TEXT SECTION ▸

━━━━━━

So, although it's just an analogy--try to think of VArs as just like Watts: They are "consumed" and "produced." They are "consumed" by induction electric motors to create the necessary second magnetic field on the motor's rotor to make the rotor turn. And, they can be "produced" by alternating current synchronous electric generators.

Many HMIs refer to leading VArs at the generator terminal as "negative" VArs, and generally, leading VArs are considered to be "flowing into" the generator from the grid. Lagging VArs at the generator terminal are "positive" VArs, and generally, lagging VArs are considered to be "flowing out" of the generator on to the grid. (There's a saying: Lagging VArs "feed" a lagging load. (The quotation marks are mine.))

Hope this helps! Again--it's just my analogy. It's technically incorrect (as VArs are really MUCH more than that), but it's a way that help me (at least) understand and think about VArs.
 
I'm presuming I understood ghidan's question(s)--perhaps I didn't, and he gave the 'Thumbs Down' to my previous response. If that's the case, ghidan, can you please clarify your question(s) so I can try again?

If it was someone other than ghidan who clicked on 'Thumbs Down' can you tell what it was about the analogy that you didn't like? How can one explain VArs without vectors and sine waves and maths? And how does using vectors and sine waves and maths explain what VArs "do"?

Because electric motors (and fluorescent lights) cause shifts between the voltage and current sine waves of an AC (Alternating Current) transmission and distribution, and left unaddressed the shift can be very bad for the customers of and the operators of the transmission and distribution system--not to mention the generators synchronized to the transmission and distribution system.

How does one describe that without drawings and graphs?

Isn't a VAr a way of expressing what's causing the shift between the voltage- and current sine waves? Or of expressing the magnitude of what's causing the shift between the sine waves? Isn't the magnitude of the shift related directly to the magnitude of the number of reactive amperes flowing in the system?

Real Power: Volts multiplied by Amperes (when the voltage- and current sine waves are in phase with each other)--such as in a purely resistive load (an incandescent lamp; the heating element in a tea kettle)

Reactive Power: Volts multiplied by Amperes which are NOT in phase with each other--such as in a load with reactance, which can be either inductive or capacitive in nature (think of an induction electric motor; or a fluorescent light fixture)

Reactive power results when a portion of the current flowing through a reactive component is returned to the system on the alternate portion of the current sine wave flowing through the reactive component. So, reactive power flows back and forth without doing any real ("mechanical") work. (That's real descriptive without drawings and vectors and graphs and maths.)

I read that reactive power is just AC power that flows back and forth in a power system--but doesn't do any real work (it doesn't move any mass any distance in any particular time period). (Also, real descriptive, wouldn't you say?)

Another World Wide Web site says, "Reactive power is a necessary evil for induction machines"--that is, induction electric motors (as well as transformers). With which I whole-heartedly agree--but which also isn't very descriptive.

━━━━━━

DATA SHOWN ▸
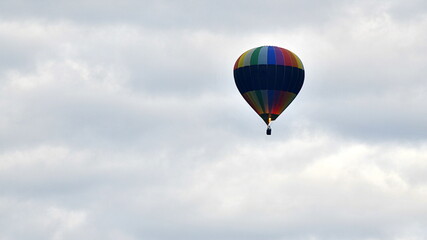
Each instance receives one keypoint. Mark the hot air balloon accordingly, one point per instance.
(269, 78)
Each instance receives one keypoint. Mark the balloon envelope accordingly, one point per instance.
(269, 78)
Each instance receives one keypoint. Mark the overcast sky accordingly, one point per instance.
(120, 120)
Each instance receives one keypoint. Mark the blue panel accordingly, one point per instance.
(271, 59)
(269, 77)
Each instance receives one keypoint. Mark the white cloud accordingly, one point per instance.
(115, 127)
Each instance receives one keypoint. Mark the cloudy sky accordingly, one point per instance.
(121, 120)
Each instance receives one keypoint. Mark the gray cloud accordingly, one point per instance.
(123, 122)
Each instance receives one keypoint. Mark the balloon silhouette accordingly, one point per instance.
(269, 78)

━━━━━━

WHAT IS NEEDED ▸ According to the VArs text, why does reactive power do no real work? Answer in one to three sentences.

FULL OUTPUT ▸ Reactive power arises when part of the current flowing through a reactive component is returned to the system on the alternate portion of the current sine wave. Because of this, reactive power flows back and forth without doing any real ("mechanical") work.